▶ **Reading passage**
Gans was born in New York where "the name Gans was huge in New York tobacconist circles." Gans started his career as an employee of his two brothers, Jonas Joseph "Joe" Gans (1875–1926) and Charles J. Gans (1880–1961), who by the turn of the 20th century had "a pair of cigar shops on Spring Street" operating under the business name J. J. Gans & Bro. According to a 1952 Los Angeles Daily News series on the history of crime in the city: "Two brothers who were engaged in the wholesale tobacco business were quick to see the power for profit from slot machines. They acquired a few and installed them around the city. The brothers were Bob and Joe Gans, the latter now dead for many years. The boys were favorably known in Los Angeles as legitimate businessmen and were well-liked. They were gentlemen and had taken a modest interest in municipal and county elections, staking various candidates to financial help." For example, in 1924, according to the Municipal League of Los Angeles, half of the $2,069 campaign budget reported by Superior Court judge Hugh J. Crawford was provided by his campaign manager, Robert J. Gans.

▶ **Assignment 1**
Decide whether each statement agrees with the passage about the Gans brothers. Answer yes or no, and quote the words of the passage that settle it.
(a) Gans was born in New York.
(b) The brothers' two cigar shops stood on Broadway.
(c) Robert J. Gans supplied half of Hugh J. Crawford's reported campaign budget in 1924.
▶ **Assignment 2**
According to the passage about the Gans brothers, under what business name did the brothers' cigar shops operate?
▶ **Assignment 3**
Pick up the passage about the Gans brothers after its last sentence and carry it forward in the same manner.

▶ **Information shown**
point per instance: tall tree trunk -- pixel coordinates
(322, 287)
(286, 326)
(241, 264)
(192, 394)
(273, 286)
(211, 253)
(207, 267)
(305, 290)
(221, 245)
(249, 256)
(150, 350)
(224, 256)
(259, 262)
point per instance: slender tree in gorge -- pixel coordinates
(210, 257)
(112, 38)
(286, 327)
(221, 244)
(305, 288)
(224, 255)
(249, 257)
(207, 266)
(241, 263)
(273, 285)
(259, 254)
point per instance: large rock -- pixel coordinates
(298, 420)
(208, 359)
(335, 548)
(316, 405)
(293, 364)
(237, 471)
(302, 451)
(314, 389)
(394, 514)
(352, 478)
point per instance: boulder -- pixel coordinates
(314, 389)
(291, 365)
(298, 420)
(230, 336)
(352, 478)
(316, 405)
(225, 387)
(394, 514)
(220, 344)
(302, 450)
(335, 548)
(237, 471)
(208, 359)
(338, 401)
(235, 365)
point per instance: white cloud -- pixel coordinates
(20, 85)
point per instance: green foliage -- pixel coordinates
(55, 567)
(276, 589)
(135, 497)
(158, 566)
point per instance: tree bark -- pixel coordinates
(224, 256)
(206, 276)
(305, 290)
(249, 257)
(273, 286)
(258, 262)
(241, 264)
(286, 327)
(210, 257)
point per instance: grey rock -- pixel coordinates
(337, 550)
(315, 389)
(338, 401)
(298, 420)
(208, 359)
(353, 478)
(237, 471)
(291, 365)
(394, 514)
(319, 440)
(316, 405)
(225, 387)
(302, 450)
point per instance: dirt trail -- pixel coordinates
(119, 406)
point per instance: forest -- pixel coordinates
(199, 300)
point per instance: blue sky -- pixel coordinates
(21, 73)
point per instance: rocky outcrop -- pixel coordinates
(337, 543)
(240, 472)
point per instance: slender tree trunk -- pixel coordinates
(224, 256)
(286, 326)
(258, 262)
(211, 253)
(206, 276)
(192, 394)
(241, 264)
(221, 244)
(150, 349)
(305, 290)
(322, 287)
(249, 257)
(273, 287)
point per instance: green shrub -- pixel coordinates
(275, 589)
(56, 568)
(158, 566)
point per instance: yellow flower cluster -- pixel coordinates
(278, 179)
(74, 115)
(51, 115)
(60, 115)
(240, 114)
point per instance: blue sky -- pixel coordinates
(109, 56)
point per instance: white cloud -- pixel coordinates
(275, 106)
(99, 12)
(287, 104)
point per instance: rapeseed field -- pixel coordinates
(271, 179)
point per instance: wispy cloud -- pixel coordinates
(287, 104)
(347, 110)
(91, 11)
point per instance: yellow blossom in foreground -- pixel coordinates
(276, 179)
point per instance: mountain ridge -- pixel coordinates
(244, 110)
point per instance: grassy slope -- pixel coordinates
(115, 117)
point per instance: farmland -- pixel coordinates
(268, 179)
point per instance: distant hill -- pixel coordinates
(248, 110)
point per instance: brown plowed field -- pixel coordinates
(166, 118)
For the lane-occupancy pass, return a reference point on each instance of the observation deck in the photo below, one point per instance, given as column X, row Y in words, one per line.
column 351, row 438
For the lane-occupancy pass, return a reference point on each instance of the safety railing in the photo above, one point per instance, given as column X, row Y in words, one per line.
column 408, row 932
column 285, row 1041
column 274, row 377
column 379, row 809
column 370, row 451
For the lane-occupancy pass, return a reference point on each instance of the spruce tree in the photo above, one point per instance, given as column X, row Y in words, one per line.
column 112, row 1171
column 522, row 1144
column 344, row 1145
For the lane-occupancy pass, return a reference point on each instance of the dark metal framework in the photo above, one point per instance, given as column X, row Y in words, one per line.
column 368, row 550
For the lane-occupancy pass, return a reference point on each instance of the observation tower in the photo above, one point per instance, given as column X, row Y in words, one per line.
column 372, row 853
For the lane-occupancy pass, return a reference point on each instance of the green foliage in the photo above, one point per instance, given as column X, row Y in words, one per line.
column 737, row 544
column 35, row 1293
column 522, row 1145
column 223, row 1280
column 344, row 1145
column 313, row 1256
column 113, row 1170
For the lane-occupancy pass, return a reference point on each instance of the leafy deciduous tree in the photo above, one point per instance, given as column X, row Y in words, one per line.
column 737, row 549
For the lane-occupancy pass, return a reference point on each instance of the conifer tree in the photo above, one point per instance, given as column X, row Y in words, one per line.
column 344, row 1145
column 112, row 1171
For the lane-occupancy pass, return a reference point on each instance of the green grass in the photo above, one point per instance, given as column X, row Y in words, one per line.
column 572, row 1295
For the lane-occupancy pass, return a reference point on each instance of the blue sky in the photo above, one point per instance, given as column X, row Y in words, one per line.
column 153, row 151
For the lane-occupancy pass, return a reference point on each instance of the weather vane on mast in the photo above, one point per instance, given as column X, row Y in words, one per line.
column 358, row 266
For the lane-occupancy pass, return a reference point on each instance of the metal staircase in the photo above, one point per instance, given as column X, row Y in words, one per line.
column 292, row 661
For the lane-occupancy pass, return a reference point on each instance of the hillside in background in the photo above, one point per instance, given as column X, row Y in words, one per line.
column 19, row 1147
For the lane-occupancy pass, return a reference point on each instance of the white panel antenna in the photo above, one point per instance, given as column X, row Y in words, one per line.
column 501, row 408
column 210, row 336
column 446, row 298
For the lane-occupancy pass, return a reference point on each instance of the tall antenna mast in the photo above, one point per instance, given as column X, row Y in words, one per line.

▶ **Exercise answer 1**
(a) Yes: "Gans was born in New York"
(b) No: "a pair of cigar shops on Spring Street"
(c) Yes: "half of the $2,069 campaign budget reported by Superior Court judge Hugh J. Crawford was provided by his campaign manager, Robert J. Gans"

▶ **Exercise answer 2**
J. J. Gans & Bro.

▶ **Exercise answer 3**
A 1925 article about Ocean Park refusing to allow J. J. Gans to operate "peppermint vending machines" in the town stated that representatives for the company insisted that "the machines were absolutely within the law, had been decided so by many court decisions and that every time a customer put a nickel in machine he received a five-cent package of mints. Sometimes they received more, but never less". The brothers were described as "wealthy inventors of gambling devices" in September of that year, after being arrested in Avalon on Catalina Island "on charges of maintaining gambling devices in the form of slot machines....According to deputy sheriffs who made the arrest, the two Gans brothers maintained 11 slot machines which paid off in cash instead of the usual trade checks. Justice Hunter notified authorities that he had been warned to lay off the prosecution of the Gans brothers and had been threatened with the loss of his position should he continue with the case".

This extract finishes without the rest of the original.